▸ Texte extrait
(Washington) C’est parfois l’absence de résultats qui est le résultat le plus intéressant. Une synthèse d’études publiée mardi et portant sur 250 000 femmes aux États-Unis n’a pas trouvé de lien statistique entre l’usage de talc sur les parties génitales et le risque de cancer des ovaires.

De moins en moins de femmes le font, mais quatre participantes sur dix ont utilisé du talc pour absorber humidité et odeurs, soit par application directe sur les parties génitales, soit en en mettant sur un sous-vêtement, un tampon hygiénique ou un diaphragme. Ce sont surtout les générations plus âgées qui le font.

Dans les années 1970 est née une inquiétude sur la contamination du talc par de l’amiante, qui est souvent proche dans la nature des minerais servant à fabriquer le talc. Puis des études ont mis en évidence un risque plus élevé de cancer des ovaires chez les utilisatrices de talc, qu’on soupçonnait capable de remonter jusqu’aux ovaires via le vagin et l’utérus. Des procès ont été lancés contre le géant Johnson & Johnson.

▸ Extraits d'enregistrements
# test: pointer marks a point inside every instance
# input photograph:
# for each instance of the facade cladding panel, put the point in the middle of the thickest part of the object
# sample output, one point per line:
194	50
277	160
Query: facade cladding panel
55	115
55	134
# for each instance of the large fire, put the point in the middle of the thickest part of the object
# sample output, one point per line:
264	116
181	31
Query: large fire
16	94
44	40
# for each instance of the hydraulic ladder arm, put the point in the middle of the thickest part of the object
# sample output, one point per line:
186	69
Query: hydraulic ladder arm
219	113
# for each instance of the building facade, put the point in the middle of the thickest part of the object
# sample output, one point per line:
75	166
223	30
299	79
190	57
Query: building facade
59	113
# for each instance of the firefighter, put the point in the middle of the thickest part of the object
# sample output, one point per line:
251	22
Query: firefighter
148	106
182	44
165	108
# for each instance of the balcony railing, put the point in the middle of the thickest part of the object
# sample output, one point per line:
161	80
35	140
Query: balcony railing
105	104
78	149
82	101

--

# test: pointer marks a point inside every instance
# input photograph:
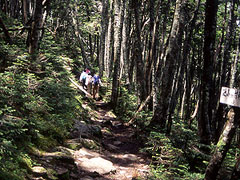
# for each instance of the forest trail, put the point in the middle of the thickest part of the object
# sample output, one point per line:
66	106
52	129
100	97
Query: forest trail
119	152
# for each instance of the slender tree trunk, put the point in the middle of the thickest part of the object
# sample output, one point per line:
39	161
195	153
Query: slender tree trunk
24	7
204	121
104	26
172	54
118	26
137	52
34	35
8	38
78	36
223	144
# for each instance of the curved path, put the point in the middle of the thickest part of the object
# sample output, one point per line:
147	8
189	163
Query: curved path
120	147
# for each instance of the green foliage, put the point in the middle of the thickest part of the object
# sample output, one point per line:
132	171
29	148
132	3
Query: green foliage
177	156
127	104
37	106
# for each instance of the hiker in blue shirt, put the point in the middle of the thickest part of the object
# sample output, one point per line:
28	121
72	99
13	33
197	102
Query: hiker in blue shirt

---

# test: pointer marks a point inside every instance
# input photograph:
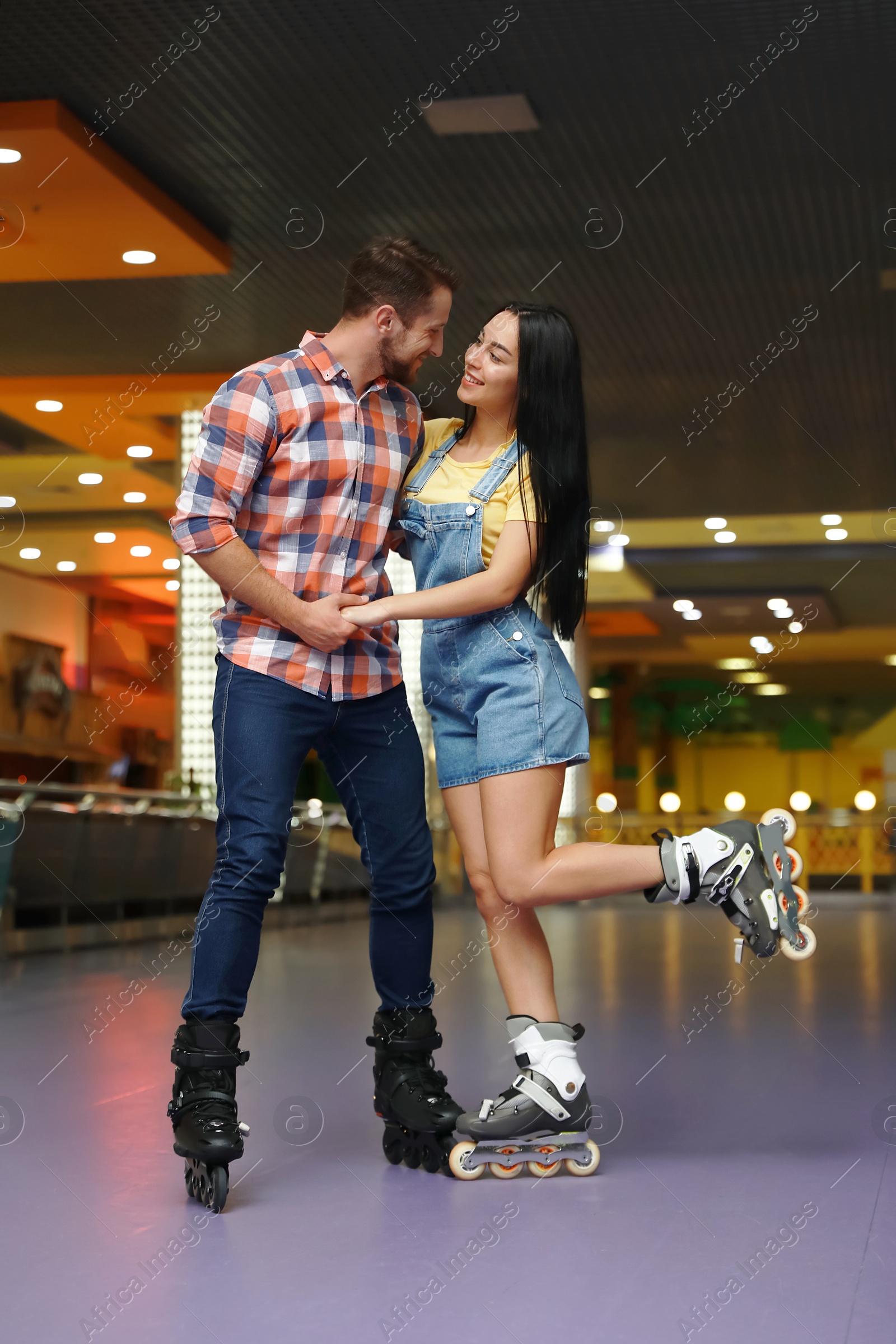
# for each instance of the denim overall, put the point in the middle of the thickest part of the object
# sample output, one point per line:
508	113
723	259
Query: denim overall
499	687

▸ Consigne
Poursuivez l'article sur le talc et le cancer des ovaires en reprenant après sa dernière phrase. Les enregistrements constituent un matériau indépendant du texte.

▸ Réponse
Mais un doute existait sur la réalité de ce lien, car le nombre d’études conduites a été faible en cinq décennies, avec des résultats statistiquement peu probants.

L’effet est difficile à isoler, car les cancers des ovaires sont rares : 1,3 % des femmes risquent d’en subir dans leur vie.

Des chercheurs de divers centres de recherche aux États-Unis, financés par les Instituts nationaux de santé (NIH), ont donc réalisé une synthèse de quatre grandes études de cohortes qui ont suivi un quart de million de femmes aux États-Unis de 1982 à 2017. Ces études interrogent les participantes tous les un ou deux ans sur diverses questions de santé, dont l’usage de talc ou de poudre.

L’espoir, en augmentant la taille de l’échantillon de participantes, est de parvenir à déceler avec une validité statistique des effets faibles qui, sur une population plus réduite, ne seraient pas décelables.

Étude rigoureuse

Au total, sur ces 250 000 femmes suivies pendant une durée médiane de 11 ans, environ 2200 cancers des ovaires ont été rapportés.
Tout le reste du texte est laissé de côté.